Given passage:
A federal judge has ruled that Florida State University must pay the salary of a former campus Senate president who was ousted over his religious views.

U.S. District Judge Allen Winsor last week ordered FSU to make “prospective payment” for lost wages to former Student Senate President Jack Denton, a senior and political science major who was voted out by his colleagues in June over text messages he exchanged with other Catholic students.

Judge Winsor, a Trump appointee, said the university, which administers the student government, had violated Mr. Denton’s First Amendment rights by failing to protect him against retaliation for his protected speech and should resume paying his stipend until his term’s expiration in November.

“To state the obvious, expressing one’s religious views is a constitutionally protected activity. And being removed from a student Senate presidency, as Denton was, would chill someone from expressing himself,” the judge wrote in his 25-page preliminary ruling in the closely watched religious liberty case.

[Stored dataset entries]
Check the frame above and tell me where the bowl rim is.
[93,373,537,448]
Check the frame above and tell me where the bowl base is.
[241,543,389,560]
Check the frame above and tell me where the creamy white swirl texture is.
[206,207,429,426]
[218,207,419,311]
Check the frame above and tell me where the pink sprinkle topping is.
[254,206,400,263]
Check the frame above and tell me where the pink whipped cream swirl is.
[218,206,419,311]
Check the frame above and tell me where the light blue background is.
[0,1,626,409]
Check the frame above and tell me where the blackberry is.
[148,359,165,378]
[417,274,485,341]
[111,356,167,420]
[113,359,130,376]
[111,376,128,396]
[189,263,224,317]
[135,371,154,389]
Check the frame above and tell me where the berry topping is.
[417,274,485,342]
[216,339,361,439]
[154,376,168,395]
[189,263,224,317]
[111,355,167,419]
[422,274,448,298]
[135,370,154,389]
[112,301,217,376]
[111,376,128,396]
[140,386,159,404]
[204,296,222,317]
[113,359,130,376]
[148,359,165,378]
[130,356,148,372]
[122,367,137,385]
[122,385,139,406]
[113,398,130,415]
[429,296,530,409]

...

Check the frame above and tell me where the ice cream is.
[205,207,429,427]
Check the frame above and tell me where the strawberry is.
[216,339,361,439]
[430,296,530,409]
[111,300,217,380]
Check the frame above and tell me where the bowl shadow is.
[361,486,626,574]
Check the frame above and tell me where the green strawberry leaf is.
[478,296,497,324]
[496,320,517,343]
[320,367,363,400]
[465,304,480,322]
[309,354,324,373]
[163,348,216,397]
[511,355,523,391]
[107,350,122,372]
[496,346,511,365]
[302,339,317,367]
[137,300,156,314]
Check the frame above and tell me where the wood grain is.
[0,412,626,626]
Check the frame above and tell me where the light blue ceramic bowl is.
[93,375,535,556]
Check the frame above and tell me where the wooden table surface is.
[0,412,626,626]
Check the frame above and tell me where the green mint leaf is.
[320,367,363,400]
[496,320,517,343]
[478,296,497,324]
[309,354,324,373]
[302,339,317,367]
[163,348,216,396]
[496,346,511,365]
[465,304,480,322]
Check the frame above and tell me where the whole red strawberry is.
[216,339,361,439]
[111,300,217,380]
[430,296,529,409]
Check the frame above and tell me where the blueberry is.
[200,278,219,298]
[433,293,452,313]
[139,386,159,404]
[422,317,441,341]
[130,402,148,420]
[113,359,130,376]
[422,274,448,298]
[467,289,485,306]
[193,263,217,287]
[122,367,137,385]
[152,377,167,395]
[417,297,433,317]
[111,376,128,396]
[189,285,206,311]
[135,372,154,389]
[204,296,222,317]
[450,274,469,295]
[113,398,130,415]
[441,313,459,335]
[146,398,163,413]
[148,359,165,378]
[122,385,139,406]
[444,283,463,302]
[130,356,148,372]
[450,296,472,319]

---

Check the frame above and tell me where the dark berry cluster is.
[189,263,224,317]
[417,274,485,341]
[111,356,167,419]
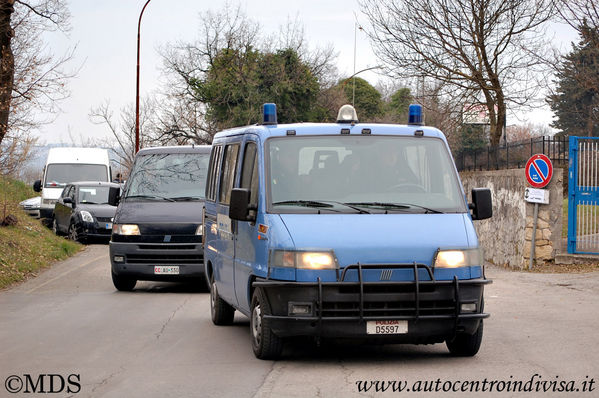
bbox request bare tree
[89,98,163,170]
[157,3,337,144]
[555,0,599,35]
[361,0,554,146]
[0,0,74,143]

Problems to work on:
a: Reproduce the passage about the court ruling from "Judge Winsor, a" to "expiration in November.", word for word.
b: Give only the number of lines in the records that contain the word "pink".
The passage about the court ruling and the records have no connection to each other.

List of solutions:
a:
Judge Winsor, a Trump appointee, said the university, which administers the student government, had violated Mr. Denton’s First Amendment rights by failing to protect him against retaliation for his protected speech and should resume paying his stipend until his term’s expiration in November.

b: 2